Reproduce the passage from the article on mentally ill inmates in the Hennepin County jail, starting at "In all that" up to and including "proper psychiatric care.".
(Provided text begins)
During his 40 days in the Hennepin County jail, Michael Schuler told deputies he was the Prince of Wales. He stood naked in his own feces and talked to himself for hours. He became so agitated that at one point the jail's contract medical staff deliberately withheld his medications.
In all that time, Schuler never received a psychiatric evaluation — even though years of court files showed that he suffered from severe psychosis.
On May 2, 2012, Schuler finally found a way out of jail: He stabbed himself in both eyes and was rushed to a hospital.
Twenty days later, Judge Jay Quam left his chambers at the Hennepin County courthouse and walked four blocks to Schuler's hospital ward for a special commitment hearing. Except for the horrific injuries, Quam says, Schuler wasn't much different from hundreds of other failed cases he saw in the county's Mental Health Court.
On any given day, the Hennepin County jail holds 100 to 200 inmates with severe psychiatric disorders, according to records reviewed by the Star Tribune. They represent fully one quarter of the jail's population, and they languish there, on average, for three months before getting proper psychiatric care.
Across Minnesota, judges, attorneys and sheriffs cite dozens of similar cases in other county jails. They describe a system that, in effect, criminalizes the mentally ill because of backlogs in the state commitment process and a shortage of psychiatric beds.
"What you're seeing is people who are mentally ill being labeled as criminals," said a frustrated Hennepin County Sheriff Rich Stanek.
Confined under harsh and dangerous conditions, many of these inmates get worse. Five days after Schuler's incident, Tyondra Newton, 25, a schizophrenic, hanged herself after spending 34 days in her cell. A week later, Jason Moore, an All America wrestler at St. Olaf College before he succumbed to schizophrenia, broke his neck after repeatedly smashing his face into a cell toilet.
(Provided text ends)
(Records shown begins)
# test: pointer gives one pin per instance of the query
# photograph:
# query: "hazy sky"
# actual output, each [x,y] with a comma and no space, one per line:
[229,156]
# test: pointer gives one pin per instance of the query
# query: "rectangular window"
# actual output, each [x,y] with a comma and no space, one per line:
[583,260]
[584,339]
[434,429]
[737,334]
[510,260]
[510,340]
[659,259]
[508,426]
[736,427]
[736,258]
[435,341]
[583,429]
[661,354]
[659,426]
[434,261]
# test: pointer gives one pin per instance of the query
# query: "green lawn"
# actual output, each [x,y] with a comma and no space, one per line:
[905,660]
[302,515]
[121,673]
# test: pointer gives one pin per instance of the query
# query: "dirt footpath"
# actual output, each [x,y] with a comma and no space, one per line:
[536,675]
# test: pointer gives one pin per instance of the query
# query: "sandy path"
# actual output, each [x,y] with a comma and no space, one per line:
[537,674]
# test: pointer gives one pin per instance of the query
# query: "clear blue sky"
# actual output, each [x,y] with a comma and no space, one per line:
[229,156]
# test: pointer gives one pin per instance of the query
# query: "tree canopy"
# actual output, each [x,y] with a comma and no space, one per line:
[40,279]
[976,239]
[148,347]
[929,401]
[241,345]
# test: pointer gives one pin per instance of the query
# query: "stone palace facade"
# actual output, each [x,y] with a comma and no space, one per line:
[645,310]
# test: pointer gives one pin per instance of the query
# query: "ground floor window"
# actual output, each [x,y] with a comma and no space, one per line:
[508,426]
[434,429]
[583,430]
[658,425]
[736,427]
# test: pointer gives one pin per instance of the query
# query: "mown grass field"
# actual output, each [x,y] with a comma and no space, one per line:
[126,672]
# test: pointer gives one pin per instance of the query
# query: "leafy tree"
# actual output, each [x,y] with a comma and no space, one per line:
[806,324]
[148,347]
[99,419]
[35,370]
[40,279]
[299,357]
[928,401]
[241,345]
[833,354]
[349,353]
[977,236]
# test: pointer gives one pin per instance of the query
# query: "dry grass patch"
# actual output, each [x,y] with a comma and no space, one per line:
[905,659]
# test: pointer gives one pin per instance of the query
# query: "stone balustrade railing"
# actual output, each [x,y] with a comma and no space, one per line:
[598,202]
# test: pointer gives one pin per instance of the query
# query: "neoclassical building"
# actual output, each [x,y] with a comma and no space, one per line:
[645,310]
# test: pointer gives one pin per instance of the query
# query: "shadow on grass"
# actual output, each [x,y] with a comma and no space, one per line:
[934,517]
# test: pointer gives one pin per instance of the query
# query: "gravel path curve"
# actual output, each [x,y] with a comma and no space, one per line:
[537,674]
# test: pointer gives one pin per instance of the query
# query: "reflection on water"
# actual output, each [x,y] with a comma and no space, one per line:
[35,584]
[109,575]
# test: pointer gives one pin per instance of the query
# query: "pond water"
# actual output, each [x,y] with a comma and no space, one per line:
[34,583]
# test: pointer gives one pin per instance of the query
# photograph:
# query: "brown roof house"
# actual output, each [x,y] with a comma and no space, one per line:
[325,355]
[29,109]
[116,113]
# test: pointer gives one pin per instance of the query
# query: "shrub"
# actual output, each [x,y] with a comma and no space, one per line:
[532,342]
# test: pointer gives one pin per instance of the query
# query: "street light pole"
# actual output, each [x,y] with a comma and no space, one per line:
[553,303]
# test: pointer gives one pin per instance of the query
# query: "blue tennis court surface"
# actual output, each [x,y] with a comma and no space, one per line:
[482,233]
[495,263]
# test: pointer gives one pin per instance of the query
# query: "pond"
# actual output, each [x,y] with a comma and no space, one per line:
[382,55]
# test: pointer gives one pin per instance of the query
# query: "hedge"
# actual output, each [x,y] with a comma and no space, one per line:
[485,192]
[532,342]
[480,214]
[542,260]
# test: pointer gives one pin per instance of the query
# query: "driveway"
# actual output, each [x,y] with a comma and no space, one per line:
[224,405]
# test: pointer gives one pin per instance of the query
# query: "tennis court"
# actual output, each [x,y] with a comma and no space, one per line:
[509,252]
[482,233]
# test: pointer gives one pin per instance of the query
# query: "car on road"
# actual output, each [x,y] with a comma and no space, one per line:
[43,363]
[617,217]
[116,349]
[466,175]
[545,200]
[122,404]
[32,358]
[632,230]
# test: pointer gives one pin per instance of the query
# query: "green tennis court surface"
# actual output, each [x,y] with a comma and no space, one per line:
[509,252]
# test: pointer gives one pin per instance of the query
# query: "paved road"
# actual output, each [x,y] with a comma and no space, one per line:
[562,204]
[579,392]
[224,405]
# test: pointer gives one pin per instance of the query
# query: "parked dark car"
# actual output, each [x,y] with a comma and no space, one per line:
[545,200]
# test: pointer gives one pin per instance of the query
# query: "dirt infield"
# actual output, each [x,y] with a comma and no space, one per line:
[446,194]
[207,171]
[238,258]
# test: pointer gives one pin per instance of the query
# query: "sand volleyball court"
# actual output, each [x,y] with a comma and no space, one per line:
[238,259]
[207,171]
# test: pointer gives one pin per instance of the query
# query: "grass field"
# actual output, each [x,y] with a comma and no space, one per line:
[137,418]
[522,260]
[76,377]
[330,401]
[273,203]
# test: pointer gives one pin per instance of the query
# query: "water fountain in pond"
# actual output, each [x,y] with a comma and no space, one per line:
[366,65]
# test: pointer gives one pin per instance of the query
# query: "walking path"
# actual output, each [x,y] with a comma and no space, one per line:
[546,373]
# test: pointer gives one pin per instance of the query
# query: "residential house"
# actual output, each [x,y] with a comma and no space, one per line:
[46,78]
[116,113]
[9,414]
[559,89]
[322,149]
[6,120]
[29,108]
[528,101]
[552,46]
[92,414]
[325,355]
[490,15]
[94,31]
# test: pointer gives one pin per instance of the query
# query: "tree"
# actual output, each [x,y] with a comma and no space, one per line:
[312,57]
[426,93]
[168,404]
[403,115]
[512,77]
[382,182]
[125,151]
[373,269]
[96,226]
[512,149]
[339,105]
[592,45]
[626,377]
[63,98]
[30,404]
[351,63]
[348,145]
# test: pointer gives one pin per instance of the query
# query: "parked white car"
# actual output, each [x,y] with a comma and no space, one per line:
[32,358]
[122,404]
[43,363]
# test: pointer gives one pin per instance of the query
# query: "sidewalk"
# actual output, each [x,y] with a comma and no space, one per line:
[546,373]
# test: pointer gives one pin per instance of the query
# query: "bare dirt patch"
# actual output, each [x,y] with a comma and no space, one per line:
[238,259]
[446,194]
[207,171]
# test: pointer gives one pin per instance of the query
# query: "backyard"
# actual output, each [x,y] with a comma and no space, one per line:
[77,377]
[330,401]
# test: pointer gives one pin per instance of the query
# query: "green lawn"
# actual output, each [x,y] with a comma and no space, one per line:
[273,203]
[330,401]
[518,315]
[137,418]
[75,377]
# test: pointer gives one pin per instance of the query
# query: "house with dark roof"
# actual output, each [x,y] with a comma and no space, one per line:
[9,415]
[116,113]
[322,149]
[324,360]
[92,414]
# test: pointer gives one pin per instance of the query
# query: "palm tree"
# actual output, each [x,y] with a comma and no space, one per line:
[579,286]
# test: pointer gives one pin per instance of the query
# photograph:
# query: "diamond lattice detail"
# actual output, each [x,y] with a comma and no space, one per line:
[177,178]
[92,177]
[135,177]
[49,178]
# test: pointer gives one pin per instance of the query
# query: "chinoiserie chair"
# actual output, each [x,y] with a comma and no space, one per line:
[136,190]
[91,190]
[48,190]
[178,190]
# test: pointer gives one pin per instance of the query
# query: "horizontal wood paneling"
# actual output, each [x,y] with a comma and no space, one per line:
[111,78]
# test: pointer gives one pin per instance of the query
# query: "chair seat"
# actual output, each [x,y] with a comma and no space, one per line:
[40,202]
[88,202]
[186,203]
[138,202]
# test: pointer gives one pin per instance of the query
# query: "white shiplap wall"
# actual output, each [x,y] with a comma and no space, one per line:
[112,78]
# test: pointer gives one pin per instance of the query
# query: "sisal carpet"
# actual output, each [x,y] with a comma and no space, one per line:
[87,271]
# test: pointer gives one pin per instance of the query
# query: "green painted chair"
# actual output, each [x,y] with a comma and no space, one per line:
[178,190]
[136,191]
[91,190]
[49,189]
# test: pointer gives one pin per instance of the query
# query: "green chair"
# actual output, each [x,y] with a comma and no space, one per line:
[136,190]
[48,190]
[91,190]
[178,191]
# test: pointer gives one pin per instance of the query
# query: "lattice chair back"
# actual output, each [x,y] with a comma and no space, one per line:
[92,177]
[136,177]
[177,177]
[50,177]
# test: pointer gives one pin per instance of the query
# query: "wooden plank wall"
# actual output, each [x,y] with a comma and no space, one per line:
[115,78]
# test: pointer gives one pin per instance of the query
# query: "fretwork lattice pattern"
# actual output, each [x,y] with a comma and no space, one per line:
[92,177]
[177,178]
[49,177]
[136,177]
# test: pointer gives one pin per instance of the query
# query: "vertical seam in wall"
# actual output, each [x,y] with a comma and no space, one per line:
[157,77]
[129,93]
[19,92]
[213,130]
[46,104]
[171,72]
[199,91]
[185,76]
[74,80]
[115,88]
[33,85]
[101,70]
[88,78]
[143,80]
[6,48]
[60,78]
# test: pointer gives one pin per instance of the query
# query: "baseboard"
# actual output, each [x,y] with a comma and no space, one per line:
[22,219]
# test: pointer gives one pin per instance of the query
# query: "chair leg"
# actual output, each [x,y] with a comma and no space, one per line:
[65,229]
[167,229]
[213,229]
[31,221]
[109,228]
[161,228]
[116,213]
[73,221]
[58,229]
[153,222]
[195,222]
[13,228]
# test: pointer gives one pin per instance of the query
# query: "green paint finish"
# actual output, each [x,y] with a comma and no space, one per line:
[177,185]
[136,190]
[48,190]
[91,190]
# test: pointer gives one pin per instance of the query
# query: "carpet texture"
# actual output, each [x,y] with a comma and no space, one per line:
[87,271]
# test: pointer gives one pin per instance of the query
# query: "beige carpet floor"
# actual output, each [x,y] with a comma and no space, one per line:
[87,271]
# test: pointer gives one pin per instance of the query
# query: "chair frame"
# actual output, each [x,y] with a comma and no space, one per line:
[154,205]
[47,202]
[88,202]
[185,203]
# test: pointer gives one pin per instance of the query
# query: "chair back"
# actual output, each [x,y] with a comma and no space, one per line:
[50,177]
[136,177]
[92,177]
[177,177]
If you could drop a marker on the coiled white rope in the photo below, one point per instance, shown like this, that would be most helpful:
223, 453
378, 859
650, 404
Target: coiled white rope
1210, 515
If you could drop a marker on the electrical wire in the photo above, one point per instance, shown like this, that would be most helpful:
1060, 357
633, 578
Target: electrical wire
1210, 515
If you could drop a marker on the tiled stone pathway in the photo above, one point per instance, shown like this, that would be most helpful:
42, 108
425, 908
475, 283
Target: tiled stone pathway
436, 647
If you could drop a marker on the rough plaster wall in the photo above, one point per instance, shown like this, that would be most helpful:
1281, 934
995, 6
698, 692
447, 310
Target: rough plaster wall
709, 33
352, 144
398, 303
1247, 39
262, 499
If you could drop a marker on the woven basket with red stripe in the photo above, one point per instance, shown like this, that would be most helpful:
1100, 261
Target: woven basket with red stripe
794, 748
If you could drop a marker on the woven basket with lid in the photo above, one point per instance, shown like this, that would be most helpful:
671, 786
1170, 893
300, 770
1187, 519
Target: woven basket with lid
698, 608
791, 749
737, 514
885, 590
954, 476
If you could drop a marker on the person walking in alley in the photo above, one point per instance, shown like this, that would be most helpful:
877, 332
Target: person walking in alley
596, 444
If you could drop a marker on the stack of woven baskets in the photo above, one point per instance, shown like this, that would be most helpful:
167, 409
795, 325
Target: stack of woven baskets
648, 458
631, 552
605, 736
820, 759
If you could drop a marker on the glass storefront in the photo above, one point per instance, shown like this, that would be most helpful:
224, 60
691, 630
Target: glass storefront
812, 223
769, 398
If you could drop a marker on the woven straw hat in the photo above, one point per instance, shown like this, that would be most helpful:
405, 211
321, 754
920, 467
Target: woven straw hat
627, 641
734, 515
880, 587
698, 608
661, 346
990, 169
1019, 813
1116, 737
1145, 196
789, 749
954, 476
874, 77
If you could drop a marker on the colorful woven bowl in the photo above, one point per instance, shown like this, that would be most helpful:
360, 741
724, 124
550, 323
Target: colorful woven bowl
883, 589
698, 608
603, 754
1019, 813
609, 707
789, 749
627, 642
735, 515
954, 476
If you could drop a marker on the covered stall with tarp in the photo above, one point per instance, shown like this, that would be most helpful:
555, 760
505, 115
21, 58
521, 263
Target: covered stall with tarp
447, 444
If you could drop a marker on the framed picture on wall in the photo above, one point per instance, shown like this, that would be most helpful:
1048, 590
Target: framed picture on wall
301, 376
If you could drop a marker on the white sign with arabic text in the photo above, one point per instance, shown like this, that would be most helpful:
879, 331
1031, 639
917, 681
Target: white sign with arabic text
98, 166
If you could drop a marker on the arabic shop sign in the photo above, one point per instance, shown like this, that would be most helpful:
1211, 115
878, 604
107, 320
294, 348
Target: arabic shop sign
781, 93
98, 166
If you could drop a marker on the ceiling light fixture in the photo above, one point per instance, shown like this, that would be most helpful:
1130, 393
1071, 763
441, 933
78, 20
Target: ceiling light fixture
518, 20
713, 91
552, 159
(Records shown ends)
## [Answer]
In all that time, Schuler never received a psychiatric evaluation — even though years of court files showed that he suffered from severe psychosis.
On May 2, 2012, Schuler finally found a way out of jail: He stabbed himself in both eyes and was rushed to a hospital.
Twenty days later, Judge Jay Quam left his chambers at the Hennepin County courthouse and walked four blocks to Schuler's hospital ward for a special commitment hearing. Except for the horrific injuries, Quam says, Schuler wasn't much different from hundreds of other failed cases he saw in the county's Mental Health Court.
On any given day, the Hennepin County jail holds 100 to 200 inmates with severe psychiatric disorders, according to records reviewed by the Star Tribune. They represent fully one quarter of the jail's population, and they languish there, on average, for three months before getting proper psychiatric care.